> REQUESTS:
1. In the budgeting and parenting passage, which two things were usually the cause of the family's budget woes?
2. Continue the budgeting and parenting passage from the point where it stops.

> SOURCE PASSAGE:
>>>
Live within our budget, happily and with ease
Lately the budget has taken a hit largely because I wasn’t allocating for enough discretionary spending. I was so focused on saving for vacations and other big ticket items that I wasn’t leaving enough wiggle room for things like going to the movies or out to dinner. I’ve worked up what I feel is a more manageable budget for the new year. I still have a reasonably generous vacation budget but have also set aside plenty of money for gifts and miscellaneous family wants/needs, the two things that were usually the cause of our budget woes.
Practice how and when it’s okay for the kids to feel disappointed
Oh, how I struggle with this. It is SO hard for me to allow my kids to be disappointed if there is anything I can do to prevent it. And that is, mostly, a very good thing. In my experience, too many people are dismissive of the feelings of children. As adults we see the big problems that people are facing, we face some of them ourselves, and it becomes easy to dismiss the problems that are seemingly small by comparison. But, to us as individuals, our problems are real and while they may be small compared to the problems of others they can still be large in the scope of how they affect our daily life. When people dismiss our feelings as silly or unworthy of consideration they dismiss US as silly or unworthy of consideration. This is especially true in the parent/child relationship. Children learn their value from their parents. We are the mirror of self-worth that is held up to them. Yes, adults can (sometimes, with a lot of hard work) overcome the lessons learned in childhood but it is my strong belief that it’s better for them to never believe themselves small or unimportant in the first place. This is why I struggle so much with this idea and why I will continue to take their feelings into consideration when making decisions, both large and small. I still don’t want them to be disappointed if I can help it.
However, I also recognize that I have internalized their disappointment and added my own layers of guilt onto them. I’ve always tried to be open in explaining why I say no to certain things but, if I’m being completely honest with myself, it’s largely because I don’t want them to blame me for how they’re feeling. Silly perhaps but we have a lot of mother blaming in our culture. As a result, when the kids are disappointed because I can’t give them something they want, my response has often been to chastise them for not appreciating what I’ve already done for them. You know, something along the lines of, “Quit complaining about X, you already got Y, I never had Y when I was a kid!”
<<<
> RAW DATA:
>>>
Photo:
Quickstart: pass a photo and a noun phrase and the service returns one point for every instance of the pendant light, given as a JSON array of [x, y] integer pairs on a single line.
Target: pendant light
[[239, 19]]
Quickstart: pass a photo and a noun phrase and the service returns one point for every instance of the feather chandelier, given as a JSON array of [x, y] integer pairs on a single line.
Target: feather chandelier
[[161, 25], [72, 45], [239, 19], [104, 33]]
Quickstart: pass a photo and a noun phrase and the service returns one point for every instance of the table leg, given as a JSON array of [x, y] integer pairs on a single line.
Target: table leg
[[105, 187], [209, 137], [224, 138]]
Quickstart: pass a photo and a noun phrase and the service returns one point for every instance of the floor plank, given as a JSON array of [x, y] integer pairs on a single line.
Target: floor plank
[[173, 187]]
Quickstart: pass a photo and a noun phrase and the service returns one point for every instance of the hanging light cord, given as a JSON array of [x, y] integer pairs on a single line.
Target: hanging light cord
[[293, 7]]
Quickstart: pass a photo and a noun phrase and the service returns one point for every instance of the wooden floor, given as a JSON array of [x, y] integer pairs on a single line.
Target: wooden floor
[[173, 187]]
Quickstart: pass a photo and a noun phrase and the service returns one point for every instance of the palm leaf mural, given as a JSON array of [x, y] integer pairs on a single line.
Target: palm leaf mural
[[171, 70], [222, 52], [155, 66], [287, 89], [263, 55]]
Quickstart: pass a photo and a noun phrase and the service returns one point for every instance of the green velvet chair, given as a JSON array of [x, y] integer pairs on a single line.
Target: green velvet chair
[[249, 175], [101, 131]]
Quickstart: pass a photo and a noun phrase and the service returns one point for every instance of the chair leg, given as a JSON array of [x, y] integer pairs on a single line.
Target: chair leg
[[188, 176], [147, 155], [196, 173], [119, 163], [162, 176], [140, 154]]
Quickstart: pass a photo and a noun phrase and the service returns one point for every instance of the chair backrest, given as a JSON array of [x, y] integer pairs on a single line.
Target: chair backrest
<<<
> RESPONSES:
1. Gifts and miscellaneous family wants/needs.

2.
I’m trying to be better about finding the balance between paying attention to their feelings and twisting myself in knots. So, far I’ve discovered that a key component is when giving them what they want in the moment is detrimental to what they, and we as a family, want for the long term. Is buying that coffee, going to that event, etc. going to mean giving up something that we all agree is more important? If so, is it really worth it? Which goal is unrealistic? So far my default answer is usually yes when the kids ask for things but lately it has been, “I’ll think about it,” or “Maybe.” I’m putting more thought into my yeses, which are still frequent and far outweigh the nos. I still don’t say no without a good reason but I’m taking the time to more carefully consider if there is one.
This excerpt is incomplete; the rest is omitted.